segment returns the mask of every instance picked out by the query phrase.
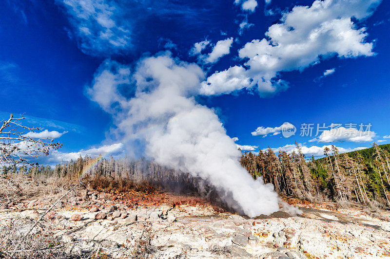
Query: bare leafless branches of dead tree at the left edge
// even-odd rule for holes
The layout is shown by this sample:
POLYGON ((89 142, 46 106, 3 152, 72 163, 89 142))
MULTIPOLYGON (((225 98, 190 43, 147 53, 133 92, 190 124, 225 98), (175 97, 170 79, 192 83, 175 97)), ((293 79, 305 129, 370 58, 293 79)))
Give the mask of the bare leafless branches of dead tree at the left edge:
POLYGON ((31 159, 47 156, 51 149, 61 147, 52 138, 39 137, 40 128, 22 125, 23 119, 24 116, 14 118, 11 114, 2 125, 0 122, 0 166, 33 166, 36 163, 31 163, 31 159))

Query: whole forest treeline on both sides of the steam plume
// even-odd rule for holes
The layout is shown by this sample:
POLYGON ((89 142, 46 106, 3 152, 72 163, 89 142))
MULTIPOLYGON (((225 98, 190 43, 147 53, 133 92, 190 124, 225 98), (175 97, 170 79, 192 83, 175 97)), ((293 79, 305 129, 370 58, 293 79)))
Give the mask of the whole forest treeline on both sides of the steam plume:
MULTIPOLYGON (((296 144, 296 143, 295 143, 296 144)), ((281 195, 311 201, 357 202, 390 207, 390 144, 340 154, 336 147, 325 148, 325 157, 307 160, 296 144, 297 151, 271 148, 258 155, 243 152, 241 165, 254 177, 272 183, 281 195)), ((94 158, 81 156, 54 166, 3 166, 3 174, 23 174, 35 178, 60 177, 75 180, 81 176, 109 177, 115 180, 148 180, 176 191, 201 190, 212 192, 208 183, 187 173, 160 166, 146 159, 94 158)), ((212 183, 211 183, 212 184, 212 183)))

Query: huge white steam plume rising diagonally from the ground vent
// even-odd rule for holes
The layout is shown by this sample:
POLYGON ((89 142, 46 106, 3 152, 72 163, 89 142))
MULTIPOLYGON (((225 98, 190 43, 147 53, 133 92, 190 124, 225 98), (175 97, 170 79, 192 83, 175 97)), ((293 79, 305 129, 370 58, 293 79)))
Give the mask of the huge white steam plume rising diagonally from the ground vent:
POLYGON ((141 143, 157 163, 209 181, 228 205, 250 217, 279 209, 273 185, 248 174, 215 112, 195 101, 205 77, 199 66, 166 52, 142 59, 133 74, 129 71, 106 61, 88 89, 91 99, 112 114, 113 133, 141 143), (108 90, 111 94, 102 94, 108 90))

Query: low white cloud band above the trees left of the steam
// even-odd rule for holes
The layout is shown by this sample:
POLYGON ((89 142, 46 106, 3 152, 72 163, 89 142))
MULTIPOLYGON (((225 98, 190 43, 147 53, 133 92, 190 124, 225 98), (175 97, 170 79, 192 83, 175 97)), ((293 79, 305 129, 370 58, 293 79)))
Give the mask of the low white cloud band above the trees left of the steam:
POLYGON ((102 155, 104 157, 108 157, 110 155, 116 155, 123 151, 124 145, 122 143, 116 143, 112 145, 104 145, 98 148, 90 148, 90 149, 81 149, 78 152, 70 152, 64 153, 59 150, 53 150, 49 156, 42 158, 47 161, 46 164, 55 165, 61 162, 70 161, 71 159, 76 160, 80 156, 85 157, 85 155, 97 157, 98 155, 102 155))

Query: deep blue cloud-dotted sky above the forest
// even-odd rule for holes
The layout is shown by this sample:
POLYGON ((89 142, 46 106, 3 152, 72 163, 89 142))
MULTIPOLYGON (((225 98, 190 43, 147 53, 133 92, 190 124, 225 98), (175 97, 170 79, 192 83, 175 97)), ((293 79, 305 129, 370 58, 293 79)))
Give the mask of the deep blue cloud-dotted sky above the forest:
POLYGON ((146 101, 158 98, 140 93, 160 87, 148 84, 160 69, 145 72, 145 66, 168 60, 188 82, 180 79, 179 94, 163 97, 210 108, 237 145, 252 146, 242 149, 292 150, 286 145, 297 141, 307 156, 318 156, 324 145, 347 151, 390 141, 385 1, 82 3, 6 1, 0 9, 1 118, 25 113, 26 123, 67 131, 58 138, 63 148, 42 163, 80 154, 154 156, 150 149, 158 149, 155 141, 166 132, 157 138, 151 131, 166 128, 177 106, 150 123, 156 114, 147 113, 146 101), (131 111, 144 115, 138 124, 131 111), (297 129, 289 138, 280 133, 285 122, 297 129), (303 123, 314 131, 317 123, 357 129, 300 136, 303 123), (370 131, 359 131, 360 123, 372 125, 370 131), (252 134, 259 127, 270 133, 252 134))

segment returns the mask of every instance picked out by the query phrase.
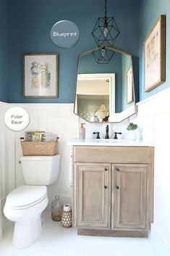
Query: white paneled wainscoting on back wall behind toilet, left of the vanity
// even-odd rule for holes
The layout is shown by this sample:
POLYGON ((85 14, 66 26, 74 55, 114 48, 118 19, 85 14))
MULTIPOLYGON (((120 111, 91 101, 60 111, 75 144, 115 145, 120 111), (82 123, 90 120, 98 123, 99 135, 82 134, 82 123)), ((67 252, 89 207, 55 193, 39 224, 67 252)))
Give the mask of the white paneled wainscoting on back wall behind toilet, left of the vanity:
MULTIPOLYGON (((59 136, 58 154, 61 154, 61 170, 59 180, 48 186, 49 204, 55 195, 59 194, 64 202, 71 202, 71 189, 69 188, 69 168, 71 149, 67 141, 78 136, 78 117, 73 114, 73 104, 9 104, 9 107, 23 107, 30 115, 30 124, 25 131, 48 131, 59 136)), ((8 173, 12 177, 9 191, 24 182, 19 163, 22 155, 20 137, 25 131, 7 131, 8 136, 8 173)))

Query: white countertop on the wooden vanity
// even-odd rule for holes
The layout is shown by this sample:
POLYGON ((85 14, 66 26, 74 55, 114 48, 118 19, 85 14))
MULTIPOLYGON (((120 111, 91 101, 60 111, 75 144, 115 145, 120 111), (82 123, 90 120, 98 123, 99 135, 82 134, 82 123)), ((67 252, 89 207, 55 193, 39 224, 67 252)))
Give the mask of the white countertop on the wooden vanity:
POLYGON ((72 139, 69 146, 154 146, 153 143, 126 139, 72 139))

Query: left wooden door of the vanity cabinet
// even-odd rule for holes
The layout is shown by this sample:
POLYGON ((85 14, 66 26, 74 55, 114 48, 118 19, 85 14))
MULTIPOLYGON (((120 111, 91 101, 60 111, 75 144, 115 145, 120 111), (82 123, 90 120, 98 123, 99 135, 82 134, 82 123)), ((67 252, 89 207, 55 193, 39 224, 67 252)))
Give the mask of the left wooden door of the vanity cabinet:
POLYGON ((75 164, 76 222, 86 228, 110 228, 111 165, 75 164))

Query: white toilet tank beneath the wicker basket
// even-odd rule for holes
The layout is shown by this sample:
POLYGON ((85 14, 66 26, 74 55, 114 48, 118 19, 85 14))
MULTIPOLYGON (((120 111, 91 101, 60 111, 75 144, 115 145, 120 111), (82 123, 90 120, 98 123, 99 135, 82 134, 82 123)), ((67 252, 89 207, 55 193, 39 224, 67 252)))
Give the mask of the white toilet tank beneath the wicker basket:
POLYGON ((51 185, 59 177, 61 155, 20 157, 27 185, 51 185))

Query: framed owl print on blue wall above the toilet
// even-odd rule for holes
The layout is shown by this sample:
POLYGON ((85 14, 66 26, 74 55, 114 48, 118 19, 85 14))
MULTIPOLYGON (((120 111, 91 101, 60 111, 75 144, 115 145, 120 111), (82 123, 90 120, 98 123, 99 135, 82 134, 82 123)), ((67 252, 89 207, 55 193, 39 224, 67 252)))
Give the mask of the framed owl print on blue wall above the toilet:
POLYGON ((24 55, 24 97, 58 97, 58 54, 24 55))

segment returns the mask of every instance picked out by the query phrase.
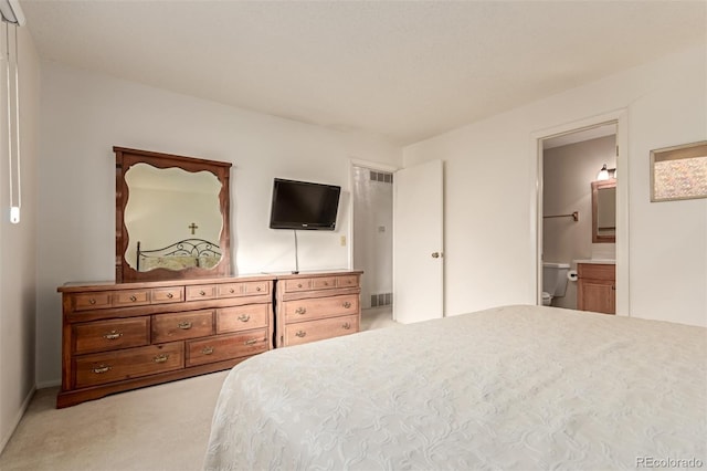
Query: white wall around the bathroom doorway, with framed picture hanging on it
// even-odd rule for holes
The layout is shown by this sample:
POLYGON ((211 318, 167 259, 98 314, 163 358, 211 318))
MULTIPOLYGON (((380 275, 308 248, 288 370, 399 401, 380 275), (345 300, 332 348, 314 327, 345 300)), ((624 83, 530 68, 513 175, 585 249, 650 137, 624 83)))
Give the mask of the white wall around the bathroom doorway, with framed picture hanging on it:
POLYGON ((403 149, 405 167, 445 161, 447 315, 535 304, 530 138, 625 108, 631 315, 707 325, 707 199, 648 198, 651 149, 707 139, 706 52, 686 50, 403 149))

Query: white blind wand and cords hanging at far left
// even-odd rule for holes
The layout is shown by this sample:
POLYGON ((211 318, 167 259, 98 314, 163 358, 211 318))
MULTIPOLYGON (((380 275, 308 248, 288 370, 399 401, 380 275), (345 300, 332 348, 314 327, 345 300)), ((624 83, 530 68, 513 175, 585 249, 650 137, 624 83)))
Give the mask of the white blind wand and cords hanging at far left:
MULTIPOLYGON (((4 75, 7 82, 6 104, 8 107, 7 138, 10 175, 10 222, 17 224, 20 222, 20 207, 22 195, 22 190, 20 187, 20 72, 18 66, 18 28, 23 25, 27 20, 18 0, 0 0, 0 15, 2 17, 2 22, 6 23, 6 54, 3 57, 1 57, 1 60, 4 66, 4 75), (14 27, 14 54, 10 54, 10 24, 14 27)), ((2 48, 0 48, 0 50, 2 48)))

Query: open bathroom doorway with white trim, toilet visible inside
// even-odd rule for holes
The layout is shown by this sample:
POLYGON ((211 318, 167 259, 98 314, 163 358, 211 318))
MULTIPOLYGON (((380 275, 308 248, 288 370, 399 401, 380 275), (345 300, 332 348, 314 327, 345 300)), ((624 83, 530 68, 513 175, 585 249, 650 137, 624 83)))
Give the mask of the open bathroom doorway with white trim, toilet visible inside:
POLYGON ((622 123, 625 125, 625 115, 616 114, 537 138, 538 304, 593 310, 585 307, 589 295, 612 296, 612 311, 627 315, 625 182, 621 188, 627 166, 621 157, 625 143, 622 123), (598 193, 598 185, 614 187, 612 198, 598 193), (603 237, 598 238, 599 232, 603 237), (602 271, 615 268, 615 275, 606 281, 605 291, 598 292, 597 284, 588 291, 588 284, 578 279, 580 264, 582 270, 590 264, 601 264, 602 271))

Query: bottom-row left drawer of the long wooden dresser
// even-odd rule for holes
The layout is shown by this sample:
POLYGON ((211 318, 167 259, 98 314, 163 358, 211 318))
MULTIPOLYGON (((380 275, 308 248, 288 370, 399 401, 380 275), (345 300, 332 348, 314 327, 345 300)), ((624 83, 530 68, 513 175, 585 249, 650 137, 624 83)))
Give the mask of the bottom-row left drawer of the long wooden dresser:
POLYGON ((119 352, 84 355, 74 358, 76 387, 102 385, 171 371, 184 366, 184 344, 128 348, 119 352))

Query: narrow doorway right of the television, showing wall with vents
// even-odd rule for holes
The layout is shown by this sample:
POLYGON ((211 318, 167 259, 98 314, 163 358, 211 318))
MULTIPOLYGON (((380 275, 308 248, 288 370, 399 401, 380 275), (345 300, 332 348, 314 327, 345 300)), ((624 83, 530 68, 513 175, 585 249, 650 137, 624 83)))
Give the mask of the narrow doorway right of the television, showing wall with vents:
POLYGON ((361 329, 392 323, 394 169, 354 163, 352 261, 361 278, 361 329))

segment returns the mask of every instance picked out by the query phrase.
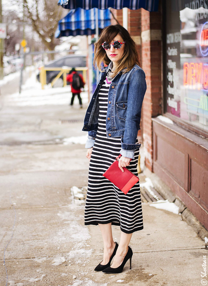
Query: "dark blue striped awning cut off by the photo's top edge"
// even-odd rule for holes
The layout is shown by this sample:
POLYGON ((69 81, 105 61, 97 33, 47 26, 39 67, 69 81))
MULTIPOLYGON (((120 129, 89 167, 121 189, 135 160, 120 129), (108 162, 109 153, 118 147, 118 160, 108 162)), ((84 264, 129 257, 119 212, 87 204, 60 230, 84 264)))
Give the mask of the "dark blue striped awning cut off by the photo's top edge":
POLYGON ((59 0, 58 5, 66 9, 83 8, 86 10, 98 8, 105 10, 109 7, 120 10, 122 8, 129 8, 137 10, 144 8, 148 11, 158 10, 159 0, 59 0))

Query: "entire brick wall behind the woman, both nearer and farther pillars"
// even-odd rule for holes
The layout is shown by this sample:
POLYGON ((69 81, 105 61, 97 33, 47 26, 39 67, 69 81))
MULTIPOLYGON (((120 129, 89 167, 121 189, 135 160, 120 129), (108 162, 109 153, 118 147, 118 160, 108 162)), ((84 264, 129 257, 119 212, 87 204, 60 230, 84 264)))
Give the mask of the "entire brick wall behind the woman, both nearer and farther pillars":
MULTIPOLYGON (((112 9, 112 12, 122 25, 122 10, 112 9)), ((116 21, 113 20, 112 24, 116 24, 116 21)), ((162 114, 161 12, 128 9, 128 31, 137 44, 140 66, 146 74, 147 90, 142 106, 141 131, 138 132, 138 138, 143 141, 145 165, 153 171, 152 117, 162 114)))

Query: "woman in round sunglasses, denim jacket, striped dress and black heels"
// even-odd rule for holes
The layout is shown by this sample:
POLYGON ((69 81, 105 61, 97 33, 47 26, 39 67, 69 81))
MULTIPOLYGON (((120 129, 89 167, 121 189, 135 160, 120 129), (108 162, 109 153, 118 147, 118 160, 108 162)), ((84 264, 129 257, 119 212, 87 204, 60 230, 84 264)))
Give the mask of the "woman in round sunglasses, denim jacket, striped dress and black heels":
POLYGON ((136 44, 119 24, 103 29, 95 44, 95 63, 101 72, 82 129, 88 131, 85 147, 90 161, 85 225, 99 225, 103 236, 103 260, 95 270, 120 273, 128 259, 131 269, 129 242, 133 232, 143 229, 140 188, 136 183, 125 195, 102 175, 121 154, 119 168, 127 167, 138 176, 137 133, 146 81, 136 44), (102 62, 108 64, 103 70, 102 62), (111 225, 120 226, 119 245, 111 225))

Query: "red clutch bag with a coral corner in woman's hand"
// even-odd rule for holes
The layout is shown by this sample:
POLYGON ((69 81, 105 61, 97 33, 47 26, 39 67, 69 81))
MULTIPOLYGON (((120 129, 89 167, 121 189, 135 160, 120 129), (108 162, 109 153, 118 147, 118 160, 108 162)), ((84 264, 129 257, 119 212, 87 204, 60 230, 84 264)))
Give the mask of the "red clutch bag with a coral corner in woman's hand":
POLYGON ((120 154, 118 157, 116 157, 116 160, 105 171, 103 176, 114 183, 114 185, 124 192, 124 194, 127 194, 130 188, 132 188, 135 183, 138 182, 139 178, 126 167, 123 167, 124 172, 122 172, 122 170, 119 168, 119 157, 121 156, 122 155, 120 154))

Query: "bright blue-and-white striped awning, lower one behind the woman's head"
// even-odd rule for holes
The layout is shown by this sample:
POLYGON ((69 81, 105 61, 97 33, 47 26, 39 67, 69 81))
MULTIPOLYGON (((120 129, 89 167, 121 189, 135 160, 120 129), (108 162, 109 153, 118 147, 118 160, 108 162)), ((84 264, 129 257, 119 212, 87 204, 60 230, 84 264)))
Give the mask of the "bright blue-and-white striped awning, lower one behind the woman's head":
MULTIPOLYGON (((99 33, 111 24, 111 13, 108 9, 98 10, 99 33)), ((67 16, 59 21, 55 37, 92 35, 95 34, 95 8, 71 10, 67 16)))

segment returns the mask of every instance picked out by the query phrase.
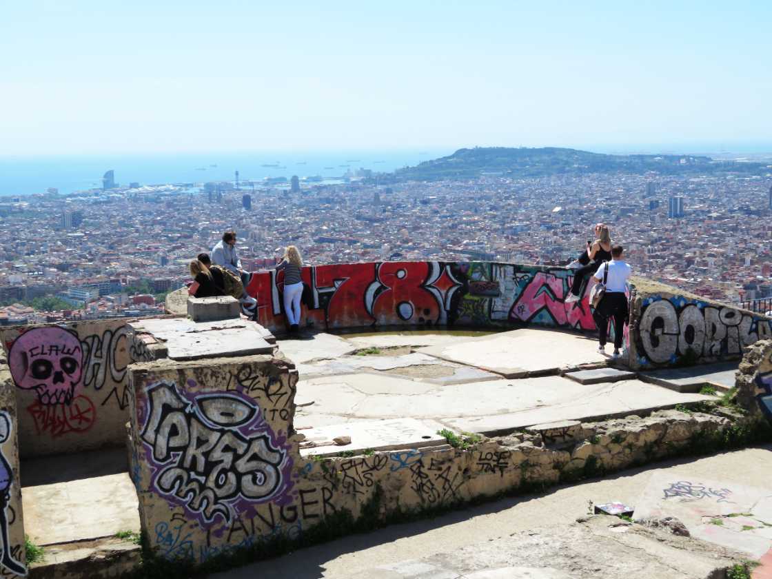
_ _ _ _ _
Begin at the line above that has "Give the mask of the white paneled" and stop after the line that has "Query: white countertop on the wooden vanity", copying each line exactly and adding nothing else.

» **Answer to the exercise**:
Give the mask of the white paneled wainscoting on back wall behind toilet, left of the vanity:
MULTIPOLYGON (((59 136, 58 154, 61 154, 61 170, 59 180, 48 186, 49 204, 55 195, 59 194, 64 202, 71 202, 71 189, 69 188, 69 168, 71 149, 67 141, 78 136, 78 117, 73 114, 73 104, 9 104, 9 107, 23 107, 30 115, 30 124, 25 131, 48 131, 59 136)), ((8 173, 12 177, 9 191, 24 182, 19 163, 22 155, 20 137, 25 131, 7 131, 8 136, 8 173)))

Query: white countertop on the wooden vanity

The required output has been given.